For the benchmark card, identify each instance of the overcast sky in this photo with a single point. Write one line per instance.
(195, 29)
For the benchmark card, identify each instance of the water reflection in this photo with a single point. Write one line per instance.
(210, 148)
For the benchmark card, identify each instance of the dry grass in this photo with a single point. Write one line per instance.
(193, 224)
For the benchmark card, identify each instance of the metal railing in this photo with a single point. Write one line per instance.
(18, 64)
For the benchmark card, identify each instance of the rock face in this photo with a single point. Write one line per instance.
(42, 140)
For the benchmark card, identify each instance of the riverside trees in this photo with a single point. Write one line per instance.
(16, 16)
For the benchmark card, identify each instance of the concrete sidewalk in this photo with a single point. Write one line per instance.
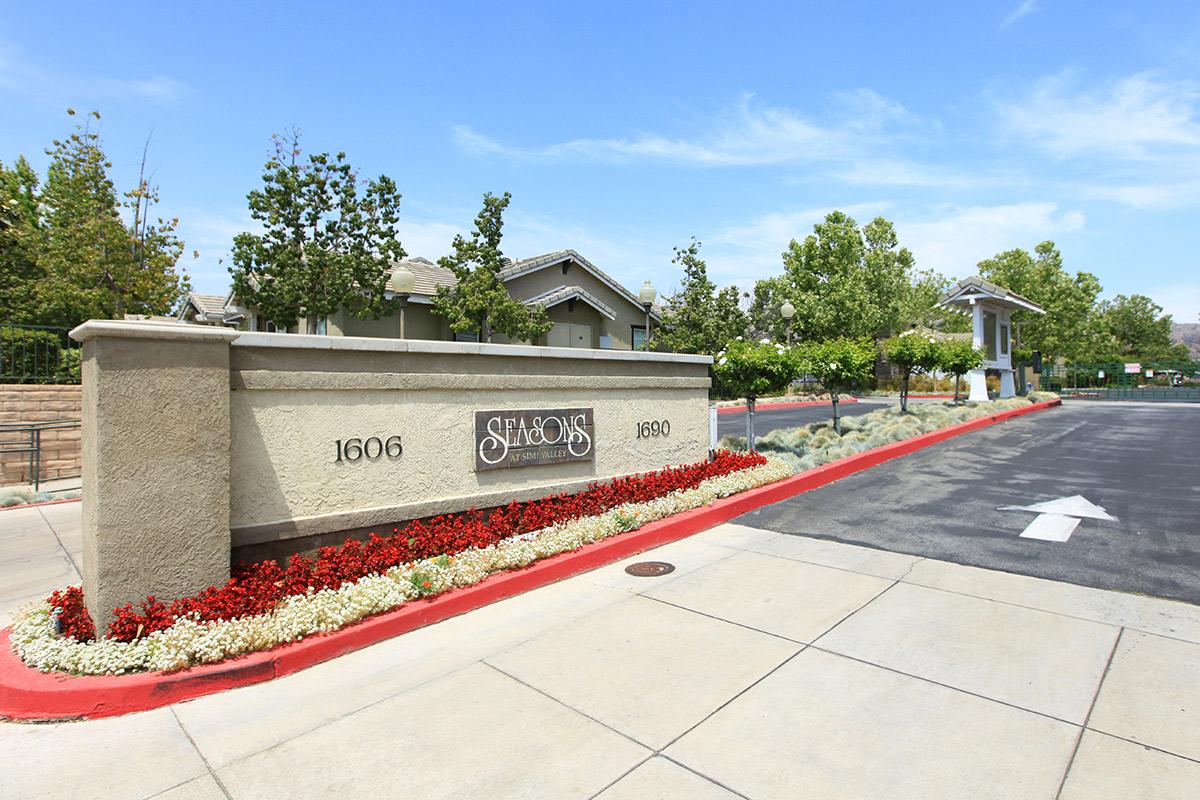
(765, 666)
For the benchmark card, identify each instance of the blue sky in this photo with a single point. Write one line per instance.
(625, 128)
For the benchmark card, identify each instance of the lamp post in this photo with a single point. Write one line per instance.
(787, 311)
(401, 283)
(646, 296)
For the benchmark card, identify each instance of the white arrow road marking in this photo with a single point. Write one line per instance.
(1057, 519)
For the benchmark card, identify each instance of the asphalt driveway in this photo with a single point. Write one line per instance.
(1139, 462)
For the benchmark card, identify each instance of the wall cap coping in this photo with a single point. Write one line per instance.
(151, 330)
(305, 341)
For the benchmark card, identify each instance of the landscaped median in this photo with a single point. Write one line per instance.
(348, 597)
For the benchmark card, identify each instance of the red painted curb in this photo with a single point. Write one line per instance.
(765, 407)
(45, 503)
(29, 695)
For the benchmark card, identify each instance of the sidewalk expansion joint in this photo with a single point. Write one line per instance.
(1091, 707)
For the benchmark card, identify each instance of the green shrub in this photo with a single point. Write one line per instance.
(36, 356)
(753, 368)
(819, 443)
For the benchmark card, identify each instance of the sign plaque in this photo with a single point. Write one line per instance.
(527, 437)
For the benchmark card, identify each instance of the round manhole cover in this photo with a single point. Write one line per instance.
(649, 569)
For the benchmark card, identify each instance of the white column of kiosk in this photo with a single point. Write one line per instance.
(991, 311)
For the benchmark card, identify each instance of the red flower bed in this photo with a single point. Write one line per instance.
(257, 588)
────────
*Task directions*:
Rewrite only the stretch from the line containing "the white arrow" through the end of the records, requests included and left unchanged. Multiply every coordinate in the answers by 2.55 and round each result to a whole number, with halves rounded up.

*Result of this exercise*:
For the benchmark card, identify each instance of the white arrow road marking in this photo with a single point. Write one line per instance.
(2695, 1323)
For the benchmark card, identify each instance of the asphalt driveway in this photo with a single point. Write one line per instance.
(2904, 1178)
For the benchmark card, identify each instance of the wall cap coping in this photo with a single point. Write one line per instance.
(385, 842)
(778, 870)
For the benchmark card, identify each instance of the landscaped median in this photo with a single point. Write one line per instance.
(887, 1522)
For the benchmark card, identify each instance of the red painted curb in this photo with a single point. Write one line per instance.
(1951, 1038)
(115, 1283)
(74, 1772)
For the benchmark card, identify each instance of the sidewalk expansion joint in this photo with a single point. Write one line per instance.
(2782, 1803)
For the benchmark card, identify each instance of the green shrub in this photo with a single point. Write one line per instance.
(92, 908)
(1920, 938)
(2088, 1130)
For the benchmark card, identify each instance of the sign plaque in this photo with a single point. Write one line per instance.
(1344, 1114)
For the benchmark card, identify each instance of the round manhole cover in this photo with a single point. Write one line per instance.
(1655, 1451)
For the benchmark card, identify each instance of the white column of kiosk in this photo with a single point. Write one line per instance.
(2527, 793)
For the benchmark card, identify each instance of the red flower bed in this photo with a single point. Write one line per instance.
(655, 1499)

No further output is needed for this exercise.